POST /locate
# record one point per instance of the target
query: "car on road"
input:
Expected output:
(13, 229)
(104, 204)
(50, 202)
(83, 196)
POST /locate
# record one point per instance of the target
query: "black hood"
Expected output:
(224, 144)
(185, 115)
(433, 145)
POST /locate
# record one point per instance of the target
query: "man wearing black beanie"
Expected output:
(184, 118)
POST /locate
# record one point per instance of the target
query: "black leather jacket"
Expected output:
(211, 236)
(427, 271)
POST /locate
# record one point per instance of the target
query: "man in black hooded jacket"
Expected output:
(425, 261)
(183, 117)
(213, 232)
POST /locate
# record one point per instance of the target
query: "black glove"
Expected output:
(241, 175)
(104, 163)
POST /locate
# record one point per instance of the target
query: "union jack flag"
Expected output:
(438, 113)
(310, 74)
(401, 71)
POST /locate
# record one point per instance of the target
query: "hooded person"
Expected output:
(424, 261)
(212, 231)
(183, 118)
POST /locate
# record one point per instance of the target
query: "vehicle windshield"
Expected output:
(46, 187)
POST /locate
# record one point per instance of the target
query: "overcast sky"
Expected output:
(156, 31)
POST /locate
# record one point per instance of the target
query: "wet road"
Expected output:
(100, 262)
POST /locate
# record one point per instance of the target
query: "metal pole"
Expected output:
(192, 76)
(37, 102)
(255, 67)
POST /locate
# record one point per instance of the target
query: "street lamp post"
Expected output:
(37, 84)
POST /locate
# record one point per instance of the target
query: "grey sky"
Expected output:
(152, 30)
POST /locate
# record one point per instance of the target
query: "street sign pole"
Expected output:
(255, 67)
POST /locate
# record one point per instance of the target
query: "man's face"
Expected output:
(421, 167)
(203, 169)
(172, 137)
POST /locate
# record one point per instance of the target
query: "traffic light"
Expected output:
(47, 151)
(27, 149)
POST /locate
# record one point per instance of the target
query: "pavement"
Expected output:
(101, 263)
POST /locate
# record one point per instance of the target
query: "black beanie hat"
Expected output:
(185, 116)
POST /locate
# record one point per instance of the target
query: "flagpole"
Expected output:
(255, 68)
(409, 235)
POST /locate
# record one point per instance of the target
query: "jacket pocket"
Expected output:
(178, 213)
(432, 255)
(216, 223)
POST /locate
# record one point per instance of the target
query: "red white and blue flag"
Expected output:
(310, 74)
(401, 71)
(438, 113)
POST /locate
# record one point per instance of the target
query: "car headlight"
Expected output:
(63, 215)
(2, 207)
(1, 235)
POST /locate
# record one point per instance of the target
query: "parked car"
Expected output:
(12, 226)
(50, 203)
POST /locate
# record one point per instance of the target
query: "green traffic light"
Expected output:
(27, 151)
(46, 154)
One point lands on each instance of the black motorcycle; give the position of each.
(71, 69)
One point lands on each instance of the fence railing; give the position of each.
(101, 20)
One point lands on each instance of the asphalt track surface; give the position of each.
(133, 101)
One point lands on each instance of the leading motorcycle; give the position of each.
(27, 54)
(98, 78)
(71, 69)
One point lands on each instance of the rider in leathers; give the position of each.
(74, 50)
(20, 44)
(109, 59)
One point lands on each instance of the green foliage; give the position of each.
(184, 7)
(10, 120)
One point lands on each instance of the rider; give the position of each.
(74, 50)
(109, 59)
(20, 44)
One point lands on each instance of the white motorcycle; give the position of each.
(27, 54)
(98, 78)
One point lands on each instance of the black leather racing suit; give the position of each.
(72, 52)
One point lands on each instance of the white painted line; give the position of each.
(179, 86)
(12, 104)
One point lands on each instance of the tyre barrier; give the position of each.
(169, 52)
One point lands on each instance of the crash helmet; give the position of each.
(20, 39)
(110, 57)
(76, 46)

# # # # #

● WRITTEN EXERCISE:
Type out the entries again, word for word.

● EXERCISE RESPONSE:
POST /locate
# record one point per instance of the target
query: "car on road"
input:
Expected output:
(13, 229)
(104, 204)
(50, 202)
(83, 196)
POST /locate
# record one point per instance of the target
query: "black hood"
Expected output:
(224, 144)
(185, 115)
(433, 145)
POST /locate
# record one point per instance of the target
query: "man wearing black beanie"
Expected output:
(184, 118)
POST /locate
# record one point per instance of the target
query: "black leather jacket"
Expected output:
(211, 236)
(427, 271)
POST /locate
# record one point per instance of the target
query: "man in black hooded jacket"
Expected output:
(425, 261)
(183, 117)
(213, 232)
POST /locate
# record one point per instance of the target
query: "black glove"
Expected output:
(241, 175)
(104, 163)
POST /locate
# record one point per instance of the target
query: "union jack flag"
Expected output:
(438, 113)
(310, 74)
(401, 71)
POST /locate
# record one point per instance of the target
query: "hooded person"
Expected output:
(424, 261)
(212, 231)
(183, 118)
POST /locate
# record one point per instance of the target
query: "vehicle windshield"
Expected output:
(46, 187)
POST /locate
# record one point per instance of the target
query: "overcast sky"
Expected output:
(156, 31)
POST /locate
# record one point per instance of the target
query: "wet road"
Expected output:
(100, 262)
POST /locate
# record one point per instance of the target
query: "metal pole"
Expected output:
(192, 76)
(37, 102)
(255, 67)
POST /locate
# record one point per instance of the target
query: "street lamp post"
Expected output:
(37, 84)
POST /locate
# record one point per instance of the target
query: "grey sky"
Expected output:
(152, 30)
POST /locate
# record one point per instance of the target
query: "street sign pole"
Expected output:
(255, 67)
POST /locate
# record one point per instance of the target
query: "man's face"
Expected output:
(421, 167)
(203, 169)
(172, 137)
POST /locate
# record one point per instance of the target
query: "traffic light"
Expected output:
(47, 151)
(27, 149)
POST /locate
# record one point per instance of the target
query: "pavement"
Expected output:
(101, 263)
POST /locate
# record one point per instance of the target
query: "black beanie hat"
Expected output:
(185, 116)
POST /locate
# record one point per instance of the target
query: "flagpole"
Expected output:
(255, 68)
(409, 235)
POST /locate
# record one point per instance of the target
query: "jacket pocket"
Expected output:
(178, 213)
(432, 255)
(216, 223)
POST /locate
# record one point per instance of the target
query: "red white and blue flag"
Expected output:
(310, 74)
(401, 71)
(438, 113)
POST /locate
# record one point per instance of the target
query: "car headlight"
Expected output:
(63, 215)
(2, 207)
(1, 235)
POST /locate
# record one point per instance of the target
query: "parked car"
Expected output:
(12, 226)
(50, 203)
POST /locate
# record one point per instance of the target
query: "green traffic light"
Expected output:
(27, 151)
(46, 154)
One point lands on each instance of the black motorcycle; give the position of each.
(71, 69)
One point lands on each instance of the fence railing; give the position of each.
(101, 20)
One point lands on each instance of the asphalt track surface; give the position of each.
(133, 101)
One point lands on each instance of the leading motorcycle; give the position of each.
(27, 54)
(98, 78)
(71, 69)
One point lands on each instance of the rider in leathers; give the position of each.
(74, 50)
(20, 44)
(109, 59)
One point lands on each instance of the green foliage; give the position of each.
(184, 7)
(10, 120)
One point lands on each instance of the rider; give the position of each.
(74, 50)
(109, 59)
(20, 44)
One point lands on each instance of the white motorcycle; give the position of each.
(27, 54)
(98, 78)
One point lands on each instance of the black leather racing suit; give the position of each.
(72, 52)
One point lands on each instance of the white painted line; give the position of each.
(179, 86)
(12, 104)
One point lands on each instance of the tyre barrier; give the position of each.
(169, 52)
One point lands on each instance of the crash helmet; give the position of each.
(20, 39)
(110, 57)
(76, 46)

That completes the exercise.